People read things around here that make them uncomfortable and get angry with me, or disappointed. It got me wondering, who is actually responsible when a person feels uncomfortable? I asked my husband what he thought.
My husband said the only thing that tends to makes him feel uncomfortable is when he has to put on a suit for a job interview or something like that. I thought this was funny, he’s a Taurus. But it grew my interest in this topic.
The topic is Saturn-in-Scorpio flavored in that Saturn = responsibility and Scorpio deals with un-comfort.
What kind of things make you feel uncomfortable? Who is responsible for these feelings when they arise?
Nobody but YOURSELF!!!!
My fears make me feel uncomfortable, but I own my Sh*t! Even if it’s ugly and dirty.
The thing is that not everyone can handle what a person says, it’s not your fault, even if other people try to make you feel bad.
The people who are going to accept you for who you are are the ones who can handle your degree of depth and intensity. The ones who are below the level I just mentioned are probably a bit too concerned about niceties.
Astrologically speaking, who would be excessively concerned about niceties (people with a Libra or Pisces stellium?).
I think there are some things you should be uncomfortable with! Abuse, discrimination, unsafe conditions, etc., &c. *smiles*
That being said, though, if I’m triggered by something not reasonably uncomfortable, that’s my problem to deal with.
What am I uncomfortable with right now? Feeling like I don’t measure up, and that’s been a thing for years now…
I’m uncomfortable with people fighting around me, insulting one another and knocking one another over – I think most of us with Libra are.

▸ **DATA SECTION**:
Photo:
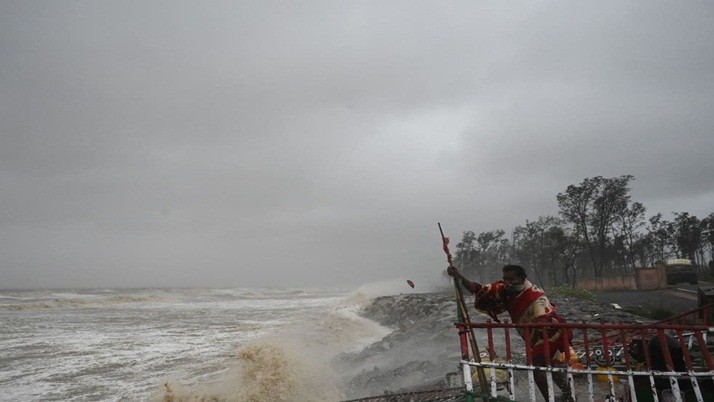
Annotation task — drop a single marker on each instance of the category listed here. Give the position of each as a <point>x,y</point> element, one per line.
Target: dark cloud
<point>265,143</point>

▸ **PROBLEM TO SOLVE**: Please quote the passage above on who is responsible for feeling uncomfortable, starting at "The topic is" and ending at "you feel bad.".

▸ **WRITTEN RESPONSE**:
The topic is Saturn-in-Scorpio flavored in that Saturn = responsibility and Scorpio deals with un-comfort.
What kind of things make you feel uncomfortable? Who is responsible for these feelings when they arise?
Nobody but YOURSELF!!!!
My fears make me feel uncomfortable, but I own my Sh*t! Even if it’s ugly and dirty.
The thing is that not everyone can handle what a person says, it’s not your fault, even if other people try to make you feel bad.